For every entry, output the exact wording.

Region pointing data →
>>>

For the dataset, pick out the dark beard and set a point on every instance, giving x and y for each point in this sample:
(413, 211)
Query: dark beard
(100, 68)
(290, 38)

<<<

YOUR SOLUTION →
For the dataset, pick out the dark beard and set a point on every instance, giving x and y for each point in this sample:
(413, 211)
Query: dark beard
(100, 68)
(290, 38)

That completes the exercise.